Excerpt provided:
※ ※ ※
Stem-cell technique may end need for heart donors

Growing human organs in the laboratory has moved a step closer with the development of a biodegradable material forming a non-living "scaffold" on which beating heart muscle can be grown from stem cells.

The aim is to make three-dimensional organs from scratch, although in the shorter-term scientists will be happy to be able to seed the scaffolding with stem cells in order to mend broken hearts in situ rather than relying on a transplant operation.

Scientists have attempted to grow live human tissue on synthetic scaffolds in the past, but this is the first time that one has been designed specifically to address the unusual demands of a flexible, pumping heart.

Researchers at the Massachusetts Institute of Technology said that growing living heart cells on such a scaffold could lead to the production of tailor-made patches of cardiac muscle that could be used to treat congenital heart defects in the young or chronic heart disease in the elderly.

They have already succeeded in growing layers of contracting heart muscle from the stem cells of rats which became embedded within the honeycomb structure of the scaffolding, where they matured into rhythmically-beating cardiac muscle.

The scaffolding – which degrades over a couple of months leaving no trace – could be adapted for growing a range of tissues for mending other organs such as the liver, kidney, skin or blood vessels, said Lisa Freed, a principal scientist at MIT and Harvard University.

"In the long term, we'd like to have a whole library of scaffolds for different tissues in need of repair. Each scaffold could be tailor-made with specific structural and mechanical properties. We're already on the way to a few other examples," Dr Freed said. "There are some challenges before human trials could take place. The implants are too thin to be of use at this time so we are trying to build them up to make the grafts thicker," she said.

In a study published in the journal Nature Materials, the scientists designed the honeycombed scaffolding to collapse like an accordion in one direction while remaining rigid in another, which could enable heart muscle to grow with the correct directional properties for proper contraction.
※ ※ ※
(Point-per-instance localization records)
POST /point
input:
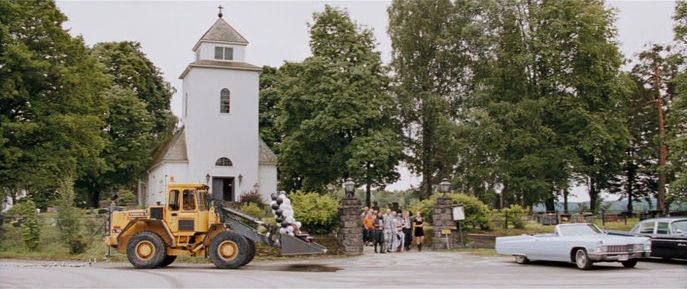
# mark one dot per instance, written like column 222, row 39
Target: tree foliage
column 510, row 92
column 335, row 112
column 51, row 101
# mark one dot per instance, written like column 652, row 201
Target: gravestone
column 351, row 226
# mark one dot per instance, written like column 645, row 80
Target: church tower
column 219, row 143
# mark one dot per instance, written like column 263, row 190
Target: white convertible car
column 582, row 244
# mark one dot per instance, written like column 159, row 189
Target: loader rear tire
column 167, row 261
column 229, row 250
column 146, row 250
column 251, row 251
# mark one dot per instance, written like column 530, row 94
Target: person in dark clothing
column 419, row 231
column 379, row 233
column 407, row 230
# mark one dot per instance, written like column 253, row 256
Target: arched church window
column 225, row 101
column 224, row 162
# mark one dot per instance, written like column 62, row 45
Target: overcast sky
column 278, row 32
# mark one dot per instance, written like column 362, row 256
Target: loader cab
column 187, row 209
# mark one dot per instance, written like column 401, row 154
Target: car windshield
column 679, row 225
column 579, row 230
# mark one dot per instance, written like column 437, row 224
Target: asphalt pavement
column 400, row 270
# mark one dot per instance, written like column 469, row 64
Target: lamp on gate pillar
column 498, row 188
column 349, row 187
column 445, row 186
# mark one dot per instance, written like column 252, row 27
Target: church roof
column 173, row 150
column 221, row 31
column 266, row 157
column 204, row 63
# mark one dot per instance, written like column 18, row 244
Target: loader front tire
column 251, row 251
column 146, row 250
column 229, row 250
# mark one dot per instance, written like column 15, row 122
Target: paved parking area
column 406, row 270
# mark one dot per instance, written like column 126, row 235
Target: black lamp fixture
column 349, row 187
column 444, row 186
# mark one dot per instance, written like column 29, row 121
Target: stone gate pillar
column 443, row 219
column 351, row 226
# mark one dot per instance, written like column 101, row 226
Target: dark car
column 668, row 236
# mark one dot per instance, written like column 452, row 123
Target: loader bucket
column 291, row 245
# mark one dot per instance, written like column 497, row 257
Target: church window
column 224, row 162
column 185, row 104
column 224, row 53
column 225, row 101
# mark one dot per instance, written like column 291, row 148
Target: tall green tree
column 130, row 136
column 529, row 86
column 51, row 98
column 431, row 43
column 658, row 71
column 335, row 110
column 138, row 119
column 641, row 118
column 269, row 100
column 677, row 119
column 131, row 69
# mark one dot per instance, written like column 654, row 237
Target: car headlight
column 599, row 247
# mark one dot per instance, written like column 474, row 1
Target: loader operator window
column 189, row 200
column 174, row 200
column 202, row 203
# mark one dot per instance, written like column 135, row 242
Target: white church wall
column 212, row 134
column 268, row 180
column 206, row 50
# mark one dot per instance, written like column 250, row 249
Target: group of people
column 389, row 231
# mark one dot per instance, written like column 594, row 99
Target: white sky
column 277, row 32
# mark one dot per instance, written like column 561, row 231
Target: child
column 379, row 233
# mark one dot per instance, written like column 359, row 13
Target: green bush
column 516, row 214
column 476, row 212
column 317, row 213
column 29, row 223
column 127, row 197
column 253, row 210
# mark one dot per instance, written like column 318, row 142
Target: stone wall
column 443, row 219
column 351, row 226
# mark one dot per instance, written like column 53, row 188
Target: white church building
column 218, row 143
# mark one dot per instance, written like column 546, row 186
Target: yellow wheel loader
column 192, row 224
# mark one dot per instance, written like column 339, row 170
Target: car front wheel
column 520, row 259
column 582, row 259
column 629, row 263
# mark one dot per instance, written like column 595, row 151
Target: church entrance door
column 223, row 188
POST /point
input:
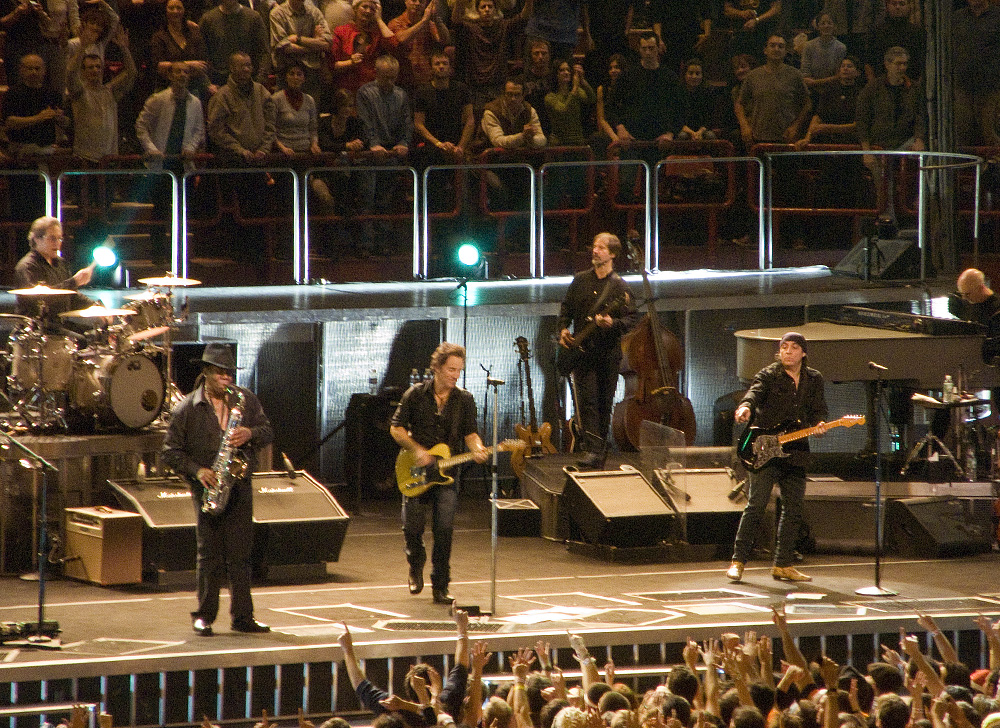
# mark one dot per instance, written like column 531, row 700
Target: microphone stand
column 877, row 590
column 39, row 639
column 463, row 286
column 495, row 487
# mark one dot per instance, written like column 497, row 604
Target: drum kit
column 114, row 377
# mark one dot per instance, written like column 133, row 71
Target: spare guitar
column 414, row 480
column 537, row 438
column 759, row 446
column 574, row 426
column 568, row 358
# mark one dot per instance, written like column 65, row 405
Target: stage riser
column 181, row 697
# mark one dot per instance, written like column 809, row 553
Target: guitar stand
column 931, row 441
※ ※ ※
Your tasks:
1) According to the article on the heart scaffold, over roughly what period does the scaffolding degrade?
2) From the article on the heart scaffold, return the passage starting with "Stem-cell technique may" and going on through "flexible, pumping heart.".
3) Write the next part of the article on the heart scaffold, picking up after its final sentence.

Per-task answers:
1) Over a couple of months, leaving no trace.

2)
Stem-cell technique may end need for heart donors

Growing human organs in the laboratory has moved a step closer with the development of a biodegradable material forming a non-living "scaffold" on which beating heart muscle can be grown from stem cells.

The aim is to make three-dimensional organs from scratch, although in the shorter-term scientists will be happy to be able to seed the scaffolding with stem cells in order to mend broken hearts in situ rather than relying on a transplant operation.

Scientists have attempted to grow live human tissue on synthetic scaffolds in the past, but this is the first time that one has been designed specifically to address the unusual demands of a flexible, pumping heart.

3)
George Engelmayr, the lead author of the study, said that the scaffolding material is a synthetic polymer called poly(glycerol sebacate) which degrades within a few weeks to substances that are non-toxic to the body.

The honeycombed structure encourages the growth of stem cells in one direction, just as they would grow in the heart, which produces a tissue that closely matches the properties of the real organ, Dr Engelmayr said.

One application could be the growth of human heart tissue in the test tube for testing new drugs or treatments, which would reduce the number of animals used in medical research.

Eventually the scientists want to develop the scaffolding so that they can grow different components of the heart – such as valves and cardiac muscle patches – which may within a decade or so be combined together before being transplanted into a patient.

"It would theoretically allow us to make different scaffolds, and ultimately use them to make different components of the heart," Dr Engelmayr said. "We could grow individual components of the heart, but piecing them together is a considerable challenge."

Biotechnology: Growing a new heart

*A scaffold is built out of the non-toxic, biodegradable polymer poly(glycerol sebacate).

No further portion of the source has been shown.